Point-per-instance localization data

*** Begin section ***

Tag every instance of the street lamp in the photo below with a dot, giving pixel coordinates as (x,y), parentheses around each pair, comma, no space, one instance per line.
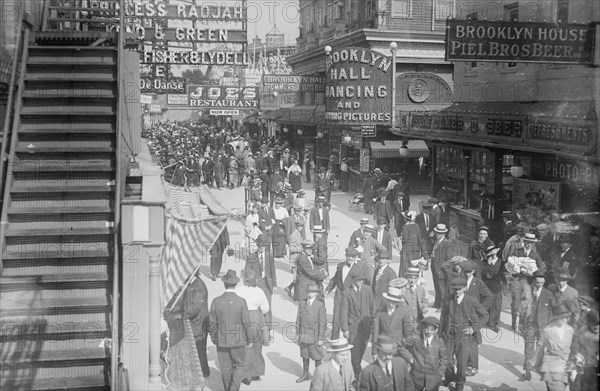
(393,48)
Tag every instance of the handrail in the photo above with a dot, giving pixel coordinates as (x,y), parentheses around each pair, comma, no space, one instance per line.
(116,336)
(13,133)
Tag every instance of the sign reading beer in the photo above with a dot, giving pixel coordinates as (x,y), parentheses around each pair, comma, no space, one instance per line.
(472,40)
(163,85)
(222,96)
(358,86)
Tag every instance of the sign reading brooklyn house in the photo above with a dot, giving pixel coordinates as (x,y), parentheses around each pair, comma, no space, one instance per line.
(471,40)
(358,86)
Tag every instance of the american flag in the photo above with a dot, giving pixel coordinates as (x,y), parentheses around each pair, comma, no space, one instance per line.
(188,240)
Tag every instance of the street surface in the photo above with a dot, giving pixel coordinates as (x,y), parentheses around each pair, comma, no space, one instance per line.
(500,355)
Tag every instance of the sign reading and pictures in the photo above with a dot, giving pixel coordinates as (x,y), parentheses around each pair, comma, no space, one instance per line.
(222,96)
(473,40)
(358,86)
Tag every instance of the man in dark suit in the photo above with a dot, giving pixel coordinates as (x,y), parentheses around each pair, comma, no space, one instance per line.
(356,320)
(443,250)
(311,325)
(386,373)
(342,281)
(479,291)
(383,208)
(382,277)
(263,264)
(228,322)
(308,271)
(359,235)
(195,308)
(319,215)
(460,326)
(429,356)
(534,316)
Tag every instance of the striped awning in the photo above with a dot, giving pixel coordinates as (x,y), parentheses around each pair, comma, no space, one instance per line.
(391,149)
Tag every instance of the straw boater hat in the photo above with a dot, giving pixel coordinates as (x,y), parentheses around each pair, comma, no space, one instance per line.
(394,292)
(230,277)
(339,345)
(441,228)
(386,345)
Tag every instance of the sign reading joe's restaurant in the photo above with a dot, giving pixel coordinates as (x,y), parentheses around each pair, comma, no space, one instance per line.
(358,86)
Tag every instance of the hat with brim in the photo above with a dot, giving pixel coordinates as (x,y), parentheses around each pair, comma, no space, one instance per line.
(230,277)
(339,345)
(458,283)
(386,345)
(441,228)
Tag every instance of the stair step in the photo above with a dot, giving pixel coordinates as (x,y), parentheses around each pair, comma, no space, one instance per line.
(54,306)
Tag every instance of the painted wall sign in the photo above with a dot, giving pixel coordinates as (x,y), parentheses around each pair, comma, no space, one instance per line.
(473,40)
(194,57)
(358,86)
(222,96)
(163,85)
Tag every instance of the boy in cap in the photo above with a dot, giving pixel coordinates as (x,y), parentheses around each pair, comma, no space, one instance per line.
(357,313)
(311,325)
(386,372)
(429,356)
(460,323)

*** End section ***

▸ BRIEF:
Transcribe every entry word for word, but skip the pictures.

▸ OUTPUT:
Tag every instance of the street lamp in the photo below with a dot, giving pixel coordinates as (x,y), parentheses around each pair, comma, no space, one instance per line.
(393,48)
Tag every instance of the handrail in the photo above with a dot, giving pixel coordinates as (x,y), parentheses around each pair, comma, no space, one instance per line.
(116,336)
(13,133)
Tag every instance of the sign reading beer in the photo above with a dot, giving pixel coordinates as (x,y), parentheses around each pair, comma, no space, one instance per line.
(472,40)
(163,85)
(222,96)
(358,86)
Tag every instance of the sign reading brooklyn house in the photo above with a dot, giving pixel coordinates as (x,y), parentheses around each pair, comma, no space, one instance per line.
(471,40)
(358,86)
Tag every instance of the american flag in the photo above with a dot, giving pixel coordinates as (x,y), parentheses around each pair, comma, no space, one instance per line.
(188,240)
Tag every instance of the street surface in the photo above with a dot, giving pixel coordinates as (x,y), parentheses around each pair, comma, no space, one instance per line.
(500,355)
Tag every instance of the sign reading and pictures in the photo above with a dot, giving pixel coordinates as (x,y), parentheses around each pair, comma, no space, one instance per line.
(222,96)
(473,40)
(358,86)
Tag every instance of the man in dark suit in the photo above with a dot, giving pixel coordinates as (x,y), parentheses around each pair, comma, no space, one instance per line.
(356,320)
(443,250)
(311,325)
(386,373)
(342,281)
(479,291)
(383,208)
(382,277)
(263,264)
(228,322)
(308,271)
(359,235)
(195,308)
(319,215)
(460,326)
(429,356)
(534,316)
Tag every instance of the striped awning in the photo above with a dot, giving pixel coordinates as (x,y), parentheses around each pair, comma, no space, one instance per line.
(391,149)
Tag every instance of the straw boater hat in the photo above with a dot, giving pixel coordinates as (x,y), parentheses around each pair, comma, no space, one instance per line.
(394,292)
(230,277)
(339,345)
(441,228)
(386,345)
Tag every instance of the sign reading joe's restaurant in the photo above with a dot, giving pixel coordinates as (x,y), parentheses around each pair, comma, no space, one instance per line.
(358,86)
Tag every instance of the hat with brim in the photo above with a dot, giving pixel coordinates as (x,y), parentheses around each pair, comma, no space, one instance per line.
(230,277)
(339,345)
(458,283)
(386,345)
(441,228)
Tag every instance of the stair step in the photo above with a dot, giving pixel coordinates as (x,y), parentheses around each pair, comma, no space, one instance per line.
(54,306)
Tag every instance of the painted wall sign in the photo above with a dot, giving pixel coordinates as (x,y), parentheses around each pair, comma, no space, one instance per line.
(473,40)
(194,57)
(358,86)
(222,96)
(163,85)
Tag every instance of the boy in cap in the photo above with a dot, giving pixel coordinates as (x,y), parentheses around each pair, comma, no space, one instance per line.
(357,313)
(311,325)
(386,372)
(429,356)
(460,323)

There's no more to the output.